**Exercise prompt**.
In the reply, include exactly the lines of the entries below from the first to the line with "box: [214, 250, 241, 267]", that line included.

________________

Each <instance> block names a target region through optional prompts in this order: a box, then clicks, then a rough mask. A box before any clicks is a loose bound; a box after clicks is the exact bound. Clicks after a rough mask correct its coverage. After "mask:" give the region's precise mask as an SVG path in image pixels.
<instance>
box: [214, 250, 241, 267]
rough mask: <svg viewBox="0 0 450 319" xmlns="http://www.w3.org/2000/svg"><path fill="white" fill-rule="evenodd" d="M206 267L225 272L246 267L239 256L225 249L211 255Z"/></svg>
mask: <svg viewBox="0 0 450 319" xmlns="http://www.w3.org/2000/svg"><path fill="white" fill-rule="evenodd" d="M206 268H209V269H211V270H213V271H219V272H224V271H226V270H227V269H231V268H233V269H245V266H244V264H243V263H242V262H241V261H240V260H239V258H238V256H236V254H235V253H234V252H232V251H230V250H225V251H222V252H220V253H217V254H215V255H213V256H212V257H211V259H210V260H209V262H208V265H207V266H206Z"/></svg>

________________

**Answer for this exercise**.
Each <instance> block names a target region through optional prompts in this order: a box, then clicks, then a rough mask. A box before any clicks is a loose bound; a box after clicks is the exact bound. Clicks after a rough mask correct its coverage. After "mask:" give the region's precise mask as an SVG path in image pixels.
<instance>
box: [214, 250, 241, 267]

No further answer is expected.